→ **READING PASSAGE**:
START

Here is a perfectly respectable – if ragged at the edges – attempt to engage with a sporting story that wove triumph and pride in with regret and disharmony.

The title is deliberately ambiguous. Prince Naseem Hamed, multiple featherweight world champion, is surely a legend among British boxers. Few others had quite his arrogant panache. But, as the film draws to a sombre close, the real hero emerges as his dogged coach Brendan Ingle. Born in Dublin, the great man died as a Sheffield legend with an MBE to his name.

The film hangs on duelling performances from Pierce Brosnan, as Ingle, and Amir El-Masry, as Hamed. (Ali Saleh and Ghaith Saleh play the fighter at different stages of childhood.) Ingle emerges as a pugilistic second father to the tougher kids of South Yorkshire, channelling aggressive instincts into more structured violence.

Early on, Rowan Athale’s script gets at an eventual conflict in Hamed’s professional life. The flamboyant grandstanding is his selling point, but it will ultimately make him enemies.

There is something of Woody Allen’s Broadway Danny Rose in Brosnan’s version of Ingle. Like the talent agent in that film, he has a habit of taking clients to the foothills before losing them to flashier, wealthier operators. He progresses much further than that with Hamed, but we sense that a break will eventually come.

El-Masry, so good in Ben Sharrock’s Limbo, has bulked up impressively to get as close as a mere actor could get to Naseem’s taut, tense torso. He does better still in marshalling Hamed’s sub-hip-hop banter. Brosnan is, well, Brosnan: charming, sweet, crafty, never fully in control of an accent that veers from deepest Dublin all the way across the Irish Sea in the space of a single clause.

END

→ **SHORT EXERCISE**: Please write out the film review from "The film hangs" to "more structured violence." word for word.

→ **DATA SECTION**:
START

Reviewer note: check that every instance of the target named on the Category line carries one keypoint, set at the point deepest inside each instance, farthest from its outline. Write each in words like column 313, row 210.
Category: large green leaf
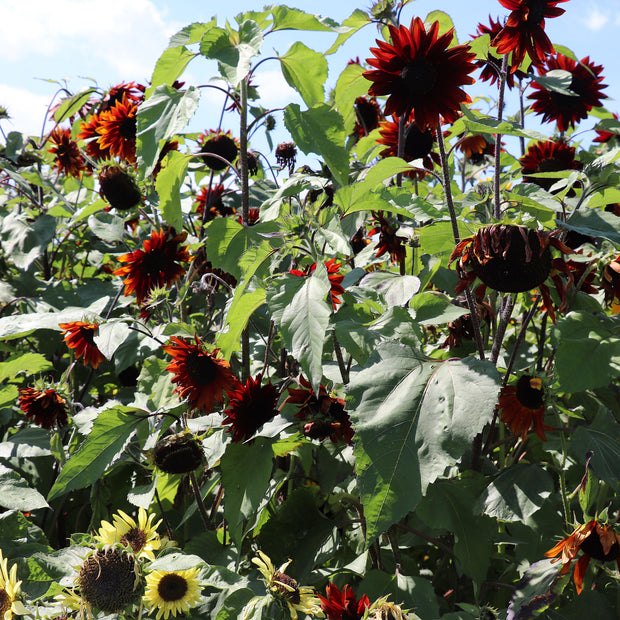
column 413, row 419
column 449, row 505
column 306, row 71
column 517, row 493
column 588, row 350
column 233, row 50
column 104, row 443
column 165, row 113
column 17, row 494
column 320, row 130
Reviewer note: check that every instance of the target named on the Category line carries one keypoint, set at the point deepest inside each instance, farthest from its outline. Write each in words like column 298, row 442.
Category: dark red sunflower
column 568, row 110
column 156, row 265
column 490, row 68
column 418, row 144
column 335, row 279
column 119, row 188
column 117, row 130
column 286, row 156
column 209, row 198
column 523, row 405
column 389, row 241
column 524, row 31
column 513, row 259
column 368, row 116
column 603, row 136
column 200, row 376
column 343, row 604
column 67, row 157
column 548, row 157
column 324, row 416
column 218, row 149
column 46, row 408
column 80, row 336
column 596, row 542
column 250, row 406
column 420, row 72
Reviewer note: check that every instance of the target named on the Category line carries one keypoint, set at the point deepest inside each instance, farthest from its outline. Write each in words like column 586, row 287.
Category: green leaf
column 413, row 419
column 356, row 21
column 594, row 223
column 246, row 472
column 517, row 493
column 434, row 308
column 306, row 71
column 105, row 442
column 583, row 336
column 168, row 186
column 110, row 335
column 30, row 363
column 320, row 130
column 304, row 323
column 71, row 105
column 16, row 493
column 449, row 505
column 165, row 113
column 233, row 51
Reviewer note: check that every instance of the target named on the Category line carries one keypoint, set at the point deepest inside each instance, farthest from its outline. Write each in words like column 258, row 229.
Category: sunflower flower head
column 595, row 540
column 420, row 72
column 141, row 536
column 9, row 591
column 285, row 590
column 172, row 592
column 79, row 335
column 201, row 377
column 155, row 265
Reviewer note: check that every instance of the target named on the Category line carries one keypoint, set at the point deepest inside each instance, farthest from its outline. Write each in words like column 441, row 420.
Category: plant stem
column 498, row 138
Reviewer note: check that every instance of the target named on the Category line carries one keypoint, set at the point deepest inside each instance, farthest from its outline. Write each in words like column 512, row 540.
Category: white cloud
column 126, row 36
column 26, row 110
column 596, row 20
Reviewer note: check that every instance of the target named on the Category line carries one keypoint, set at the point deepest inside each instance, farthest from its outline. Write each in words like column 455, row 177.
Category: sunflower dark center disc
column 201, row 368
column 527, row 395
column 419, row 77
column 593, row 547
column 135, row 538
column 172, row 587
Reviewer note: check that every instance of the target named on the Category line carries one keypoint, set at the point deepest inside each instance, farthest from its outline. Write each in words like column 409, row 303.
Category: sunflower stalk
column 498, row 138
column 457, row 238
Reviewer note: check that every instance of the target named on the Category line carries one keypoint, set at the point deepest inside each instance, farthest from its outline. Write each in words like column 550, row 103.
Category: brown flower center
column 135, row 538
column 419, row 77
column 293, row 596
column 5, row 602
column 172, row 587
column 528, row 394
column 201, row 368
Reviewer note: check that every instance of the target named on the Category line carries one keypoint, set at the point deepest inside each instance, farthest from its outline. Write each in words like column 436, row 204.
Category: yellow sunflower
column 286, row 590
column 172, row 592
column 142, row 536
column 9, row 591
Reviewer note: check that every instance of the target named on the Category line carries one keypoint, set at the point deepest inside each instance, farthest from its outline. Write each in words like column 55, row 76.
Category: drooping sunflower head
column 179, row 454
column 172, row 592
column 201, row 376
column 420, row 72
column 47, row 408
column 585, row 85
column 140, row 536
column 119, row 188
column 109, row 580
column 218, row 149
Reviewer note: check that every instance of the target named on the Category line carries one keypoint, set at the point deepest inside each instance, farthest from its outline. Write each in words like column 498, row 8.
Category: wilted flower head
column 420, row 72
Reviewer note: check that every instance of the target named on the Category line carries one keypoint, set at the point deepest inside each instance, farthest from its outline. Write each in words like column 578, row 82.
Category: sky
column 48, row 43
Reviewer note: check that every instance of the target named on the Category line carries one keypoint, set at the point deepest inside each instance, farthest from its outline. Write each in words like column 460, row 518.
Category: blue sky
column 83, row 40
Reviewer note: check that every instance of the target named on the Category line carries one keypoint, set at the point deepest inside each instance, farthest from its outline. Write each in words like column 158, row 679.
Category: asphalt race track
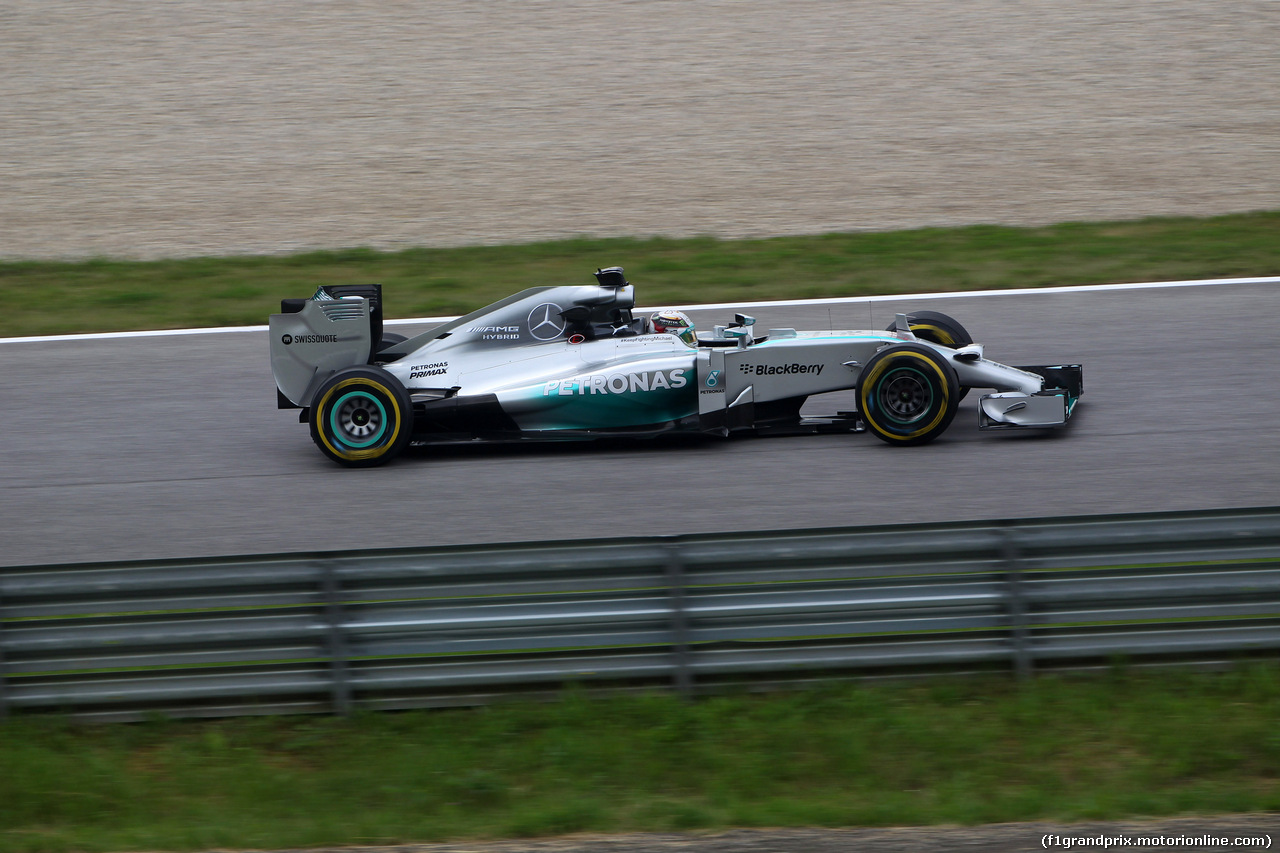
column 172, row 446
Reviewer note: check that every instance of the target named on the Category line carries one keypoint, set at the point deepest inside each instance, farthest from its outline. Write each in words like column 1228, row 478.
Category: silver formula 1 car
column 571, row 363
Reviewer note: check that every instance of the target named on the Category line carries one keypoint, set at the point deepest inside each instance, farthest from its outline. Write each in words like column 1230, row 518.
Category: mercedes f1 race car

END

→ **SOLUTION FOR THIS PROBLEM**:
The film hangs on duelling performances from Pierce Brosnan, as Ingle, and Amir El-Masry, as Hamed. (Ali Saleh and Ghaith Saleh play the fighter at different stages of childhood.) Ingle emerges as a pugilistic second father to the tougher kids of South Yorkshire, channelling aggressive instincts into more structured violence.